━━ Extracted material ━━

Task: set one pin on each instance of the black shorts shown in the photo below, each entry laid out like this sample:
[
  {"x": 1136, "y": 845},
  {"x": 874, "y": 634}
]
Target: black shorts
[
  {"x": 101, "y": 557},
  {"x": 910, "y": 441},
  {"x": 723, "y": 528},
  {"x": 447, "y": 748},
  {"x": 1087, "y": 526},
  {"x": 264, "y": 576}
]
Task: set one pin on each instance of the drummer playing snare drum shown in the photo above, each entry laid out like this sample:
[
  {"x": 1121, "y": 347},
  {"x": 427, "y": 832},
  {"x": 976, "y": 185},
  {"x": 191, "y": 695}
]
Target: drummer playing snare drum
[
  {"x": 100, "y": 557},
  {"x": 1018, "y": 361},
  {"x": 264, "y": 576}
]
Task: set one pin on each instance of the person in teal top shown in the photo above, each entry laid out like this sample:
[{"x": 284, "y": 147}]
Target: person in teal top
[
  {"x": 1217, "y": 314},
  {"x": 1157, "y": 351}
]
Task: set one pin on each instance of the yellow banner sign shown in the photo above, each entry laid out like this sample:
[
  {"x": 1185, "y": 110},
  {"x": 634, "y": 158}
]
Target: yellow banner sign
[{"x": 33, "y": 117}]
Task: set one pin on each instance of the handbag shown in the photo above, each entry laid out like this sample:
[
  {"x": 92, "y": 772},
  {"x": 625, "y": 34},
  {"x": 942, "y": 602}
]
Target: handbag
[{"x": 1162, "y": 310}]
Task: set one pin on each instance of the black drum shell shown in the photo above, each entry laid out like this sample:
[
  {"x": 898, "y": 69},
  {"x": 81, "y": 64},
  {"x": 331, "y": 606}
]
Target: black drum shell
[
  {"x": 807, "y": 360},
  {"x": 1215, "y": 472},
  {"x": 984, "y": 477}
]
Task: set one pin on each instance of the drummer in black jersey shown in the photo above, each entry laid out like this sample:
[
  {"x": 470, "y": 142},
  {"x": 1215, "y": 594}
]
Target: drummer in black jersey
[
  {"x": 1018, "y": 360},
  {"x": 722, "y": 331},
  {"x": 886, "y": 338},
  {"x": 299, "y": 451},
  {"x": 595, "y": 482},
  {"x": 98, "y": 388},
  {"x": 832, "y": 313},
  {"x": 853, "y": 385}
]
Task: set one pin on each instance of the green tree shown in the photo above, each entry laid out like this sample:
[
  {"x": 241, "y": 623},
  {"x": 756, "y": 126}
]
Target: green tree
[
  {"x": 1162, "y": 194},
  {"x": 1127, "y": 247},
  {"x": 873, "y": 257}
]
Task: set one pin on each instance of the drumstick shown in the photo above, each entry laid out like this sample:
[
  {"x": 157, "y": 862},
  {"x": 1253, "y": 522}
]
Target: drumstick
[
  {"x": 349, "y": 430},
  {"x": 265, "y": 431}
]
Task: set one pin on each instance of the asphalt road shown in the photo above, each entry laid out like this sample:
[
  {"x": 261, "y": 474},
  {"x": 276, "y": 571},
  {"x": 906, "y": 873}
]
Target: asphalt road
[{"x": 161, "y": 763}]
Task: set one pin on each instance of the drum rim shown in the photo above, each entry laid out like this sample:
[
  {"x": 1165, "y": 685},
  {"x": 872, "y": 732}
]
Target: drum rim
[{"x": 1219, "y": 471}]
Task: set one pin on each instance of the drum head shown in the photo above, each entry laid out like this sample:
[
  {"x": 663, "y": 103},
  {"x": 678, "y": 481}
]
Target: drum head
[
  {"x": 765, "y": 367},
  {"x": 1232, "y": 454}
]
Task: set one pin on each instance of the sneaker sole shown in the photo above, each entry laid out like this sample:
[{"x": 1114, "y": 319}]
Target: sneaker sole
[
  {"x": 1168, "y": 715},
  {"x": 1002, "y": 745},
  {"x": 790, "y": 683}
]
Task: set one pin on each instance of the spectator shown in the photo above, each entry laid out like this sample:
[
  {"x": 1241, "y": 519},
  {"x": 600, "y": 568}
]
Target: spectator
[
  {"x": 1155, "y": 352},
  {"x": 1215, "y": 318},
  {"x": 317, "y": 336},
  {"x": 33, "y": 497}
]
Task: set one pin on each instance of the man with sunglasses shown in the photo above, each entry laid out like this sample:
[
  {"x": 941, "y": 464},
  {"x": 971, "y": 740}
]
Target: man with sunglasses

━━━

» **Required work**: Reproduce the items word for word, starting with the line that contains "Task: set one pin on each instance of the drum rim" and ending with the final line of the items. Include nothing outside that span.

» **Result**:
Task: set one pin on each instance of the drum rim shown in the photo above, each entry laid out like this sample:
[
  {"x": 1165, "y": 685},
  {"x": 872, "y": 732}
]
Target: drum rim
[{"x": 1219, "y": 471}]
Task: set one pin on each instance of the drum head shown in the photo above, each entry laid out like this sample:
[
  {"x": 663, "y": 103},
  {"x": 678, "y": 481}
]
Target: drum head
[
  {"x": 765, "y": 367},
  {"x": 1232, "y": 454}
]
Task: set one pin on each instance of the sneaker sole shown in the photo above, each entry laid out like this sample:
[{"x": 1114, "y": 319}]
Target: sneaker sole
[
  {"x": 1168, "y": 715},
  {"x": 1002, "y": 745},
  {"x": 790, "y": 683}
]
Task: set one pin on each instance of the spectator shown in the photo above, each entry laid out like this sample:
[
  {"x": 1241, "y": 519},
  {"x": 600, "y": 568}
]
Target: spectator
[
  {"x": 1155, "y": 352},
  {"x": 1215, "y": 318},
  {"x": 317, "y": 336},
  {"x": 33, "y": 497}
]
Task: set one pin on each instance of the man with sunglasses shown in the photo above, each entry laid out like this sample:
[
  {"x": 941, "y": 464},
  {"x": 971, "y": 740}
]
Target: man with sunglasses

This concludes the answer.